- [WHAT YOU HAVE TO DO]
This exercise calls for a copy of every line in the listing below that carries the word "tree".
◆ ◆ ◆ ◆
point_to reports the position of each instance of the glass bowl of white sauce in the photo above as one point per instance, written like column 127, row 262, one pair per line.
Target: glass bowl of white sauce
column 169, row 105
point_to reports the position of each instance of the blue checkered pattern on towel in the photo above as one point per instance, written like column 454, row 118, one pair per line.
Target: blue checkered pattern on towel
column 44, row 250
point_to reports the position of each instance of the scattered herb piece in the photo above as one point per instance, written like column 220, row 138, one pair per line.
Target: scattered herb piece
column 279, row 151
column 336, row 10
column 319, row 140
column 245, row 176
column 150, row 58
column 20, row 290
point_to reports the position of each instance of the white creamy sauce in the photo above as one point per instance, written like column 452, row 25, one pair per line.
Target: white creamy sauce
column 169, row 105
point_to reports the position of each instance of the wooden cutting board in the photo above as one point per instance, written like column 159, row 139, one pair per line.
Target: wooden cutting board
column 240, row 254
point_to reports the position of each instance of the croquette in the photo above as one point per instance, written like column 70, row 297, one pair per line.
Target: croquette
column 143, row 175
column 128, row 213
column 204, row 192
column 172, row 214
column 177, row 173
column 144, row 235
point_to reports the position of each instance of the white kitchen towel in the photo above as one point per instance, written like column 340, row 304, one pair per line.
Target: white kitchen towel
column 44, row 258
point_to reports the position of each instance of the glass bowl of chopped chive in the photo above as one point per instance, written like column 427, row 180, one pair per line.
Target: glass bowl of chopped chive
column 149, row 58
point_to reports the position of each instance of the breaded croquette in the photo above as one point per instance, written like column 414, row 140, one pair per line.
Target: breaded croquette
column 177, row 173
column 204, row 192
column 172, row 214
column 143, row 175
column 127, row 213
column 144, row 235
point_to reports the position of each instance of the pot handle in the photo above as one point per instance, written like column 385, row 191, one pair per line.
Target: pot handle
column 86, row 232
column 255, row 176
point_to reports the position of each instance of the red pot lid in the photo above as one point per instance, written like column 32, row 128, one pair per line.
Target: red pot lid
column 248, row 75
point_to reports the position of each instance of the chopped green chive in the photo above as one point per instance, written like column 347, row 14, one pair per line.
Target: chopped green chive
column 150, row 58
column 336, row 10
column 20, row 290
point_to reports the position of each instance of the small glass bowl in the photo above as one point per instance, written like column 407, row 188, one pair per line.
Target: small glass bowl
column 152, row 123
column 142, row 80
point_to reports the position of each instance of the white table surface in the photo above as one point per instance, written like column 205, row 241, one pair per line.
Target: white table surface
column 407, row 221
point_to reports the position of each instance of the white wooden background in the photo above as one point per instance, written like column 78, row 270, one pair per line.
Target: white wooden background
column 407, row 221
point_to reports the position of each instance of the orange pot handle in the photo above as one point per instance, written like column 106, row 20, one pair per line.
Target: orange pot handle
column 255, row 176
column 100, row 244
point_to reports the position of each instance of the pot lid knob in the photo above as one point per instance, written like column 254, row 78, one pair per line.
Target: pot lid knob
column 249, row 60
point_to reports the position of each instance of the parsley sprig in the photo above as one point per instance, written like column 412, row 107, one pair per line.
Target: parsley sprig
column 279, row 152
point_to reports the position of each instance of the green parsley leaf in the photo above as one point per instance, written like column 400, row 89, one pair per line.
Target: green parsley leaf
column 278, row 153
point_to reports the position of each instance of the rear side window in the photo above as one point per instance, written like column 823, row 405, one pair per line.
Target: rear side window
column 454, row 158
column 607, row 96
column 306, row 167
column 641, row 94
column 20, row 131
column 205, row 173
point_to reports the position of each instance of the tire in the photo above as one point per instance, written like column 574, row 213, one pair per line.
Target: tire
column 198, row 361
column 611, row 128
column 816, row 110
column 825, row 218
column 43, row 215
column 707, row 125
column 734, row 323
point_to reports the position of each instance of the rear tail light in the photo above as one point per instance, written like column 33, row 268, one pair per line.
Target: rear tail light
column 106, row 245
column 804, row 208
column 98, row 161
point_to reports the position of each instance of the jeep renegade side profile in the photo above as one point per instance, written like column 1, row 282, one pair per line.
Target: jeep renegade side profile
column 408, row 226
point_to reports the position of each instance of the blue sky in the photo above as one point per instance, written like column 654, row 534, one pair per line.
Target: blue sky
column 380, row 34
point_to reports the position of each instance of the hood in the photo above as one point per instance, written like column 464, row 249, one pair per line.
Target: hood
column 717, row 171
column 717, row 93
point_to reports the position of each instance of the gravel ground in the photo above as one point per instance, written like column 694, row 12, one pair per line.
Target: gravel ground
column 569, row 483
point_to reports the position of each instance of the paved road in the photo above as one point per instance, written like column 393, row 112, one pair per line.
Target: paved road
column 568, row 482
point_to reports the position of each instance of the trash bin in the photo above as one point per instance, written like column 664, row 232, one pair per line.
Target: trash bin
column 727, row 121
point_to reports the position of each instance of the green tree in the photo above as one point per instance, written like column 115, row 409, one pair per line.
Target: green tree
◆ ◆ ◆ ◆
- [OUTPUT OF THE TASK]
point_to reports the position of each instance of the green tree in the photo above as one point per instance, written like column 115, row 409, one pair per line.
Target: green tree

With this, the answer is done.